LESETEXT:
◆ ◆ ◆ ◆ ◆ ◆ ◆

Herr Ministerpräsident,
meine Damen und Herren Oberbürgermeister, Bürgermeister  und Landräte,
lieber Herr Schulte-Kemper,
Monsieur Tropéano,
liebe Kollegin Griefahn,
verehrte Gäste, meine Damen und Herren,


die Aufforderung, über Urbanität, Identität und Integration zu reden, ist für einen gelernten Sozialwissenschaftler eine geradezu unwiderstehliche Versuchung. In einem älteren Staatslexikon aus dem 19. Jahrhundert, der Zeit der Industrialisierung also und damit der Gründungszeit des Ruhrgebiets, habe ich zu keinem dieser drei Begriffe Eintragungen gefunden. In jedem modernen Handbuch der Soziologie dagegen seitenlange Erläuterungen, hochgescheit und eher unverständlich. Nun bin ich leider und glücklicherweise zugleich nicht als Sozialwissenschaftler eingeladen, sondern als politisch engagierter Bürger des Ruhrgebiets, von dem die Veranstalter mit einem gewissen Recht erwarten, dass ich mit Blick auf das Finale der Bewerbung des Ruhrgebiets als Kulturhauptstadt Europa eine klare Position vertrete, obwohl ich als Bundestagspräsident zu strenger Überparteilichkeit verpflichtet bin. Ich will versuchen, mich als Kulturpolitiker aus der Affäre zu ziehen; in dieser Eigenschaft fühle ich mich hinreichend unbefangen und zugleich genügend aufgeklärt, um drei Aspekte zu behandeln und eine damit im Rahmen dieser Konferenz ganz unvermeidliche Frage vielleicht beantworten zu helfen.


Die drei Aspekte sind: Erstens, was haben eigentlich Urbanität, Identität und Integration mit Kultur zu tun? Zweitens, was hat Kultur mit Europa und drittens, was hat Europa mit dem Ruhrgebiet zu tun? Und vielleicht wissen wir dann am Ende etwas besser, ob das Ruhrgebiet Europa oder vielleicht auch Europa das Ruhrgebiet braucht.


Meine Damen und Herren, weder Urbanität noch Identität sind ohne kulturelle Kontexte denkbar. Und deshalb hat auch und gerade Integration, schon gar soziale Integration ganz gewiss kulturelle Voraussetzungen. Es ist natürlich kein Zufall, dass die Geburt Europas im Mittelalter mit der Entstehung und Entwicklung der Stadt nicht nur zeitlich ganz unmittelbar verbunden gewesen ist. Die europäische Stadtgeschichte ist die Geschichte der vielfachen Anläufe, gelegentlichen Rückschläge und wachsenden Erfolge bei der Emanzipation von sozialer Unterdrückung und politischer Ungleichheit, der allmählichen Herausbildung einer gesellschaftlichen, politischen und kulturellen Öffentlichkeit, der wachsenden Teilhabe von immer mehr Menschen an Entscheidungsprozessen der eigenen Stadt, der eigenen Umgebung und des natürlich nicht immer ungestörten, aber ganz offensichtlich unvermeidlichen Zusammenlebens von Menschen unterschiedlicher sozialer und ethnischer Herkunft mit vielfältigen religiösen und kulturellen Orientierungen. In der europäischen Geschichte der letzten Jahrhunderte sind es selbstverständlich die Städte gewesen, die die zentralen Orte des wirtschaftlichen Fortschritts waren, der gesellschaftlichen Integration, der kulturellen Innovation - also Orte der Modernisierung und der Entwicklung. Und wenn wir von den Anfängen in die Gegenwart den großen Bogen schlagen, dann ergibt sich jedenfalls insoweit kein anderer Befund, sie sind heute wie damals die Plätze, an denen sich die Herausforderungen moderner Gesellschaft nicht nur beobachten lassen, sondern an denen sie bewältigt werden müssen.

◆ ◆ ◆ ◆ ◆ ◆ ◆

ARBEITSAUFTRAG 1:
Welche Personen spricht der Redner in der Begrüßung seiner Rede über Urbanität, Identität und Integration mit Namen an? Nenne sie so, wie sie angeredet werden.
ARBEITSAUFTRAG 2:
Greif die Rede über Urbanität, Identität und Integration nach ihrem letzten Satz auf und schreib sie ein Stück weiter.

Gespeicherte Daten:
◆ ◆ ◆ ◆ ◆ ◆ ◆

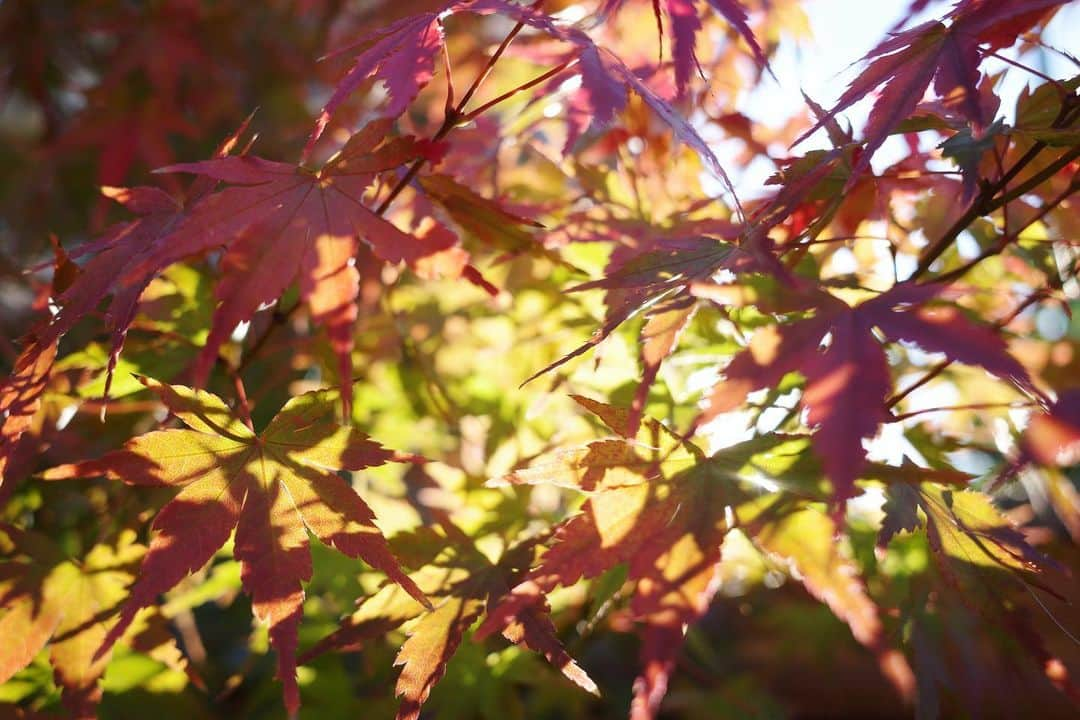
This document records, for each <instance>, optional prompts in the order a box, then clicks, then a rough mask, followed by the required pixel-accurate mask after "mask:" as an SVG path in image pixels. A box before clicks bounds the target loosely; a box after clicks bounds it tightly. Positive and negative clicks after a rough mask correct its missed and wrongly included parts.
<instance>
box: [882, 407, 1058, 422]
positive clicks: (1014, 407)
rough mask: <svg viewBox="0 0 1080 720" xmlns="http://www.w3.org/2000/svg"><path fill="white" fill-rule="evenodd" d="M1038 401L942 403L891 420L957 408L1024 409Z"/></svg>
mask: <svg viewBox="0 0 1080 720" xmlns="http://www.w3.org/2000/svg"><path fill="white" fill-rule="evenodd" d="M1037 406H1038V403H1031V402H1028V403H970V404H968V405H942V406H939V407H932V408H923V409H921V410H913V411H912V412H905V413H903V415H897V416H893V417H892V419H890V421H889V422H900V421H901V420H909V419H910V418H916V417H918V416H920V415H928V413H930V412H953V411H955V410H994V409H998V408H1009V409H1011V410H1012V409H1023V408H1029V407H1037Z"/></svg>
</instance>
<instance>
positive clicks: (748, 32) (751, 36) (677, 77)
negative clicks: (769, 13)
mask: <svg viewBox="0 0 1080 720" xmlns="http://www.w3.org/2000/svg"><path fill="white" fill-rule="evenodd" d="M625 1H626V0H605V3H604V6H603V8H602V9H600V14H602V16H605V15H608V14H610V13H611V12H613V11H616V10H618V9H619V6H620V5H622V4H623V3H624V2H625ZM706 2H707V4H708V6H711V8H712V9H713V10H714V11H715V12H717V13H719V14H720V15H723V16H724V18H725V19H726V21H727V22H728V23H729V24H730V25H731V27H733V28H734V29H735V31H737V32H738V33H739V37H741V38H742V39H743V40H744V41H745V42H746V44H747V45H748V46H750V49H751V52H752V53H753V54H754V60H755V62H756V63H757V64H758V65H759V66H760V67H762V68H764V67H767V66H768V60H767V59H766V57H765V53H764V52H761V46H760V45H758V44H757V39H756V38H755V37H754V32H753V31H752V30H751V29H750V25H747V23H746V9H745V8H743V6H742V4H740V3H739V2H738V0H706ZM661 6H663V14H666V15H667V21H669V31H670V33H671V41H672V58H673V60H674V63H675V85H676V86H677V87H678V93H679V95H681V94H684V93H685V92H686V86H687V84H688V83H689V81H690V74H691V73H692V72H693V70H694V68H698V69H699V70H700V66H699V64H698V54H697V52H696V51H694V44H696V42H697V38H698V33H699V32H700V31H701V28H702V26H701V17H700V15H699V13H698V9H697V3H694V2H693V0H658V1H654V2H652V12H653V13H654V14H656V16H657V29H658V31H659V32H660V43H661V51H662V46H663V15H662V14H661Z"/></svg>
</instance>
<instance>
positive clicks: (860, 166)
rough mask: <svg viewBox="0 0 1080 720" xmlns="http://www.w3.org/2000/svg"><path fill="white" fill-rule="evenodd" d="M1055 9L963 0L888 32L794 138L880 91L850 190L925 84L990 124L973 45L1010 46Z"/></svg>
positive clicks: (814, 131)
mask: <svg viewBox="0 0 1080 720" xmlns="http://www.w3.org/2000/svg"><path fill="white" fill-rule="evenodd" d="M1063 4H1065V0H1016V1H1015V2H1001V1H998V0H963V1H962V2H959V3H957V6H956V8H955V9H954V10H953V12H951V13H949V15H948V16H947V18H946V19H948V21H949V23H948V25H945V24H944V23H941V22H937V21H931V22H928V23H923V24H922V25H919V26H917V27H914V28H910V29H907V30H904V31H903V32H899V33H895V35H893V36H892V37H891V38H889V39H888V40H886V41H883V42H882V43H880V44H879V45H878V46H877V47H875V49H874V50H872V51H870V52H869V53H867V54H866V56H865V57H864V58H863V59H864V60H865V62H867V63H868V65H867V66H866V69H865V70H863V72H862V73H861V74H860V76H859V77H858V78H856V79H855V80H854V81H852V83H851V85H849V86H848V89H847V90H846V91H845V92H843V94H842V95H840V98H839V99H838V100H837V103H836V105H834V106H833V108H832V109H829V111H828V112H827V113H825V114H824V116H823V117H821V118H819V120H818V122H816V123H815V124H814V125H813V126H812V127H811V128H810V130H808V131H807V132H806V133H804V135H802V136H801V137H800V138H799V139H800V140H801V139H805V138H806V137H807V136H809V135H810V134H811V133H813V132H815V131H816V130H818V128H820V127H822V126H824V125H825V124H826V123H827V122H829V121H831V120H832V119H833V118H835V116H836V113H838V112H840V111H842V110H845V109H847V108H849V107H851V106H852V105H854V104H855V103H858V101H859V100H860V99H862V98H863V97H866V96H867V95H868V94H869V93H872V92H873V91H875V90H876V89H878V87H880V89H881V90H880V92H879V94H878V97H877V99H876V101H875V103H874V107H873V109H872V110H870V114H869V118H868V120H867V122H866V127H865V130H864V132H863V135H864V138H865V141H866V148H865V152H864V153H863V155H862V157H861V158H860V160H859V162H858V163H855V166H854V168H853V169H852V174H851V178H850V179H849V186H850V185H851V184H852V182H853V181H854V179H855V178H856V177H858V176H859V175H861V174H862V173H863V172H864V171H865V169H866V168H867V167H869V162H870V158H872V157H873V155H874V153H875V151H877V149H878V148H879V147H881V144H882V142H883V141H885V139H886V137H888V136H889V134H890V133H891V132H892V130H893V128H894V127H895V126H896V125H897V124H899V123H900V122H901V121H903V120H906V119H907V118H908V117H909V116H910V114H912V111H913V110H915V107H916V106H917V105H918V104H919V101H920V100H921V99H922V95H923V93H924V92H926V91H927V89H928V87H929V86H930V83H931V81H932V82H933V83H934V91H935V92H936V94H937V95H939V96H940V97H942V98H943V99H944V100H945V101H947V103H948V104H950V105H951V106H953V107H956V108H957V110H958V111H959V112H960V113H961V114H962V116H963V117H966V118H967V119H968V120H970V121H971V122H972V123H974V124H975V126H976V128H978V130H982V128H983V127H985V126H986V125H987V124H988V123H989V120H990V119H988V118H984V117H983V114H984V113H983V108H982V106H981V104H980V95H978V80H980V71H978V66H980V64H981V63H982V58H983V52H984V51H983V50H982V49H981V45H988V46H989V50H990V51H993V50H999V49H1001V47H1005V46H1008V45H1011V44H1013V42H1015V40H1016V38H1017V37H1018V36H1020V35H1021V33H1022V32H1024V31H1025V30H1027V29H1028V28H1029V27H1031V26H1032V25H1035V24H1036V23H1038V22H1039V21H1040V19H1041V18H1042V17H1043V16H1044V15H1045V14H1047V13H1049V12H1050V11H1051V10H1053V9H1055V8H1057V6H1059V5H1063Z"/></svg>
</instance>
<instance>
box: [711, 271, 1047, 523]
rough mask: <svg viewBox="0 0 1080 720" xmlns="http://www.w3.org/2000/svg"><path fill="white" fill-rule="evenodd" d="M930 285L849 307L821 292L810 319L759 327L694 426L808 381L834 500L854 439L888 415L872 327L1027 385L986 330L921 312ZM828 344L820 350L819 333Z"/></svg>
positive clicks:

◆ ◆ ◆ ◆ ◆ ◆ ◆

ANTWORT 1:
Herr Schulte-Kemper
Monsieur Tropéano
Kollegin Griefahn

ANTWORT 2:
Die moderne Stadtentwicklung ist gleichzeitig gekennzeichnet durch Wachstum und Schrumpfungsprozesse, durch Integration und Ausgrenzung, durch Kooperation und Konflikte. Und das eine mit dem anderen zusammenzubinden, ist die unausweichliche Herausforderung, vor der jede Stadt steht, natürlich nicht nur hier im Ruhrgebiet. Auch insoweit stehen die Städte prototypisch für Europa, ein Kontinent, der diesen Prozess im Ganzen bewältigen will und bewältigen muss. Insofern steht tatsächlich die europäische Stadt für die Entwicklung der freien Bürgergesellschaft im Europa der letzten Jahrhunderte. Das Ruhrgebiet ist eine europäische Stadt, die größte in Deutschland und eine der größten in Europa. Und wenn es richtig ist, dass die Strukturprobleme und Entwicklungschancen moderner Gesellschaften insbesondere in den Städten zu beobachten und zu bewältigen sind, dann gilt das für das Ruhrgebiet in einer ganz besonderen Weise.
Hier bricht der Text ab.